◆ Reading text ◆
-- Opening Marker --
Hello everyone. I'm researching the C400Gt as a replacement for my Xmax 300. Can any taller riders share their experiences with the bike? Are there any others who own or owned an Xmax and also have a C400GT who can share their opinions on the two? They have three coming in here to Gulf Coast BMW, but they don't know when. I understand the stock suspension leaves something to be desired. Other than that, I'm not seeing a lot of concerns. Anyhow, thanks very much!
 

wspollack

Active member
Not really directly addressing your questions, but FWIW, I'm just sitting here, reading, so ...

I'm 5'9", with a 29" or 30" inseam (I buy jeans typically at 38W30), so I'm not tall. Unlike your upsizing, I downsized, from a 650 Burgman (actually, I had two of them, over the years) to the C 400 GT this past June. I find the 400 a little more cramped, in terms of leg room, than the Burgman: I can't completely stretch out, but I've gotten used to it, it doesn't bother me, etc. And my knees are still lower than my hips, so all in all it's just a minor change for me, i.e., bending my knees a little more than I typically had them on the Suzuki.

In terms of the suspension, yep, IMO it's what bike-magazine writers often pen: "built to a price point." But, then again, so were the suspensions of all the bikes -- from baggers to scoots -- that I've owned. I think this is pretty much the case with all bikes, unless you're dealing with the absolute-top-spec sport bikes, the ones with Ohlins suspension built in, that sort of thing. I changed the shock springs on my 2000 Valkyrie, for instance, and may change out the entire shocks on the 400. Or may not -- I haven't really decided. In case you haven't read this thread yet:


The two things that annoy me about my C 400 GT -- and I try not to dwell on them, just "get over it" as a friend is fond of saying to me -- are:

1) The lack of cruise control. Given that the '22 has ride-by-wire throttling, umpteen sensors, a nice TFT display, etc., it seems to me like it would be trivial to add that.
-- Closing Marker --
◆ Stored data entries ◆
-- Opening Marker --
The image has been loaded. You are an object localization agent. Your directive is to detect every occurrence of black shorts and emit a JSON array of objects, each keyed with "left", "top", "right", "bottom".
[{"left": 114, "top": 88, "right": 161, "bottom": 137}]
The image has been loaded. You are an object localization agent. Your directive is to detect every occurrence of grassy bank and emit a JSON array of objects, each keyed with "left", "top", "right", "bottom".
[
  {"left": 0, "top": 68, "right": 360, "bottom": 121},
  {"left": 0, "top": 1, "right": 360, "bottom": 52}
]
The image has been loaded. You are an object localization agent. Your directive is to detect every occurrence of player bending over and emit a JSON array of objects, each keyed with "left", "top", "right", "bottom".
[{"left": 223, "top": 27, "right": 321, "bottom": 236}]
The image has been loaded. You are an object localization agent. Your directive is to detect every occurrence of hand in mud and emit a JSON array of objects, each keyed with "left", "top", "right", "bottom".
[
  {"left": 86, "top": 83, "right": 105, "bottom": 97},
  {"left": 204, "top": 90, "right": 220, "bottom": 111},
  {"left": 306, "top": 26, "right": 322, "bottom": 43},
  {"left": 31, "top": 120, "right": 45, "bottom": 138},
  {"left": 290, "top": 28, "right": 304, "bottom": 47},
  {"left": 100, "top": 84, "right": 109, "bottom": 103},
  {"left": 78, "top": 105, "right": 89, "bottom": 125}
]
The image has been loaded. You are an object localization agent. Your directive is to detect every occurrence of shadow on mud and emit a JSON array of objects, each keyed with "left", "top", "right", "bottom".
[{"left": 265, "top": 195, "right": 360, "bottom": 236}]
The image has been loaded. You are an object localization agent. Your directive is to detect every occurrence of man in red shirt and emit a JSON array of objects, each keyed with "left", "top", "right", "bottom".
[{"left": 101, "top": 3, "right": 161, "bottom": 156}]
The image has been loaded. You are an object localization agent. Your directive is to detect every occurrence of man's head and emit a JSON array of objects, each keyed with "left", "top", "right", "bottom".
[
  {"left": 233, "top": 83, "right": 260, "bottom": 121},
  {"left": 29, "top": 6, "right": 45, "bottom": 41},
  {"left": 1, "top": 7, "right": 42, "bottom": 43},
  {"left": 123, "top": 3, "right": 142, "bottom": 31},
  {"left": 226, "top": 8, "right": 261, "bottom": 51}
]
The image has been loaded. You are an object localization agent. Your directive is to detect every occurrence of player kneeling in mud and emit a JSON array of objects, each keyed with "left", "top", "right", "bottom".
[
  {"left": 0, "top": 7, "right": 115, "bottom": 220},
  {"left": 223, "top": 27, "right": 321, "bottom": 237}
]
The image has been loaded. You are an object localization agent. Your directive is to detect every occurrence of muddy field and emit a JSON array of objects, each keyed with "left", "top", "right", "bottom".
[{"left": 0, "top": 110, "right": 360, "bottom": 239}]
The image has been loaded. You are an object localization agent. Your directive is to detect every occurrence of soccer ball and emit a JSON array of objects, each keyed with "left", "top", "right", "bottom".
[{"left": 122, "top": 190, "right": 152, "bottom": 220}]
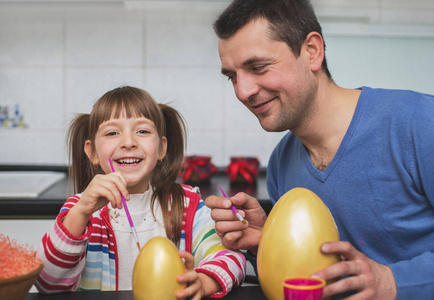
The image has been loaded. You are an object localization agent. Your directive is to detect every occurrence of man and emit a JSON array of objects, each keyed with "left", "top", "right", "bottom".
[{"left": 206, "top": 0, "right": 434, "bottom": 300}]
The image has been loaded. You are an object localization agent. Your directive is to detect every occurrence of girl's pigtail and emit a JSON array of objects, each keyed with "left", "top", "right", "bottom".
[
  {"left": 67, "top": 114, "right": 95, "bottom": 193},
  {"left": 151, "top": 104, "right": 186, "bottom": 244}
]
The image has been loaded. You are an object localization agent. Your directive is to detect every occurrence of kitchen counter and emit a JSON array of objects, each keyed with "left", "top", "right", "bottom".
[
  {"left": 25, "top": 285, "right": 266, "bottom": 300},
  {"left": 0, "top": 165, "right": 272, "bottom": 219}
]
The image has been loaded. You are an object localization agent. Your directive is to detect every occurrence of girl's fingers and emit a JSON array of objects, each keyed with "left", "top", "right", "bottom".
[{"left": 178, "top": 251, "right": 194, "bottom": 271}]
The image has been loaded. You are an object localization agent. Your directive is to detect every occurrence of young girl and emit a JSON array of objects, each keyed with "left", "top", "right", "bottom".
[{"left": 35, "top": 86, "right": 245, "bottom": 299}]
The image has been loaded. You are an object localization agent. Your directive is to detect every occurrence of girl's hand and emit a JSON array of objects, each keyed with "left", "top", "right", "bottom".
[
  {"left": 176, "top": 251, "right": 221, "bottom": 300},
  {"left": 76, "top": 172, "right": 129, "bottom": 217},
  {"left": 176, "top": 251, "right": 203, "bottom": 300},
  {"left": 63, "top": 172, "right": 129, "bottom": 236}
]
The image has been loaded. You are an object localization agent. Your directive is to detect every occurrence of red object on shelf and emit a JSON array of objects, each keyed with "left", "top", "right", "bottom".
[
  {"left": 226, "top": 156, "right": 259, "bottom": 184},
  {"left": 179, "top": 155, "right": 218, "bottom": 183}
]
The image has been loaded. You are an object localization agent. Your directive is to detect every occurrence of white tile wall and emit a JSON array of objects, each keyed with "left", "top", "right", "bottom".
[{"left": 0, "top": 0, "right": 434, "bottom": 167}]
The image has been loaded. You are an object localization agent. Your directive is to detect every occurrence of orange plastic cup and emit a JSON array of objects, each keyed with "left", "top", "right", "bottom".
[{"left": 283, "top": 277, "right": 326, "bottom": 300}]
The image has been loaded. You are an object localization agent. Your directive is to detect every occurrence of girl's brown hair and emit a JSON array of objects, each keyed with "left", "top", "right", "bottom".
[{"left": 68, "top": 86, "right": 186, "bottom": 244}]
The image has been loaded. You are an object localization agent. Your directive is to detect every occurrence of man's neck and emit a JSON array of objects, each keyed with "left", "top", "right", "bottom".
[{"left": 293, "top": 82, "right": 361, "bottom": 171}]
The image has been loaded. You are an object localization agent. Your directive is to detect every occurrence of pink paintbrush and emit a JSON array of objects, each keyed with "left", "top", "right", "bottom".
[
  {"left": 219, "top": 186, "right": 247, "bottom": 224},
  {"left": 109, "top": 158, "right": 140, "bottom": 251}
]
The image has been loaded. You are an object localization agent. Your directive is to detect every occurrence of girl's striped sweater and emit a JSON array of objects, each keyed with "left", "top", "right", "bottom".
[{"left": 35, "top": 185, "right": 246, "bottom": 298}]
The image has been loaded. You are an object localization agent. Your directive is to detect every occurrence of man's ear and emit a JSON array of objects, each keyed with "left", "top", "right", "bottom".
[
  {"left": 301, "top": 31, "right": 325, "bottom": 72},
  {"left": 158, "top": 136, "right": 167, "bottom": 160},
  {"left": 84, "top": 140, "right": 99, "bottom": 165}
]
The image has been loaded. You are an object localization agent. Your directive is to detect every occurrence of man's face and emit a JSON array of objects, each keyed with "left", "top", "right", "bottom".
[{"left": 219, "top": 19, "right": 316, "bottom": 131}]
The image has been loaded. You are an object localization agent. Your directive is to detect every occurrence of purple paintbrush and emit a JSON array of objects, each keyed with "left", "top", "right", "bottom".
[
  {"left": 109, "top": 158, "right": 140, "bottom": 251},
  {"left": 219, "top": 186, "right": 247, "bottom": 224}
]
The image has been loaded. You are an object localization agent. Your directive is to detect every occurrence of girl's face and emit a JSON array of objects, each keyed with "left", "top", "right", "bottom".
[{"left": 85, "top": 112, "right": 167, "bottom": 194}]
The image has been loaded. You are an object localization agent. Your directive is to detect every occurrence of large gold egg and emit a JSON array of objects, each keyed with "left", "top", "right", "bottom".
[
  {"left": 133, "top": 236, "right": 186, "bottom": 300},
  {"left": 257, "top": 188, "right": 339, "bottom": 300}
]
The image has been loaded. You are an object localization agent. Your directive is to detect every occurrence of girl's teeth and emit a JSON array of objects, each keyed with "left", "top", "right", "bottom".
[{"left": 118, "top": 158, "right": 140, "bottom": 165}]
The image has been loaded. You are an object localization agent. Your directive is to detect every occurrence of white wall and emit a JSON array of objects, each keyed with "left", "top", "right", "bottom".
[{"left": 0, "top": 0, "right": 434, "bottom": 167}]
-- Closing Marker --
Answer these questions from the forum text:
1. Which scooter does the first poster want to replace with the C400GT?
2. What model did wspollack own before switching to the C 400 GT?
3. What missing feature is the first thing wspollack lists as annoying about the C 400 GT?

◆ Task response ◆
1. The Xmax 300.
2. A 650 Burgman (two of them, over the years).
3. Cruise control.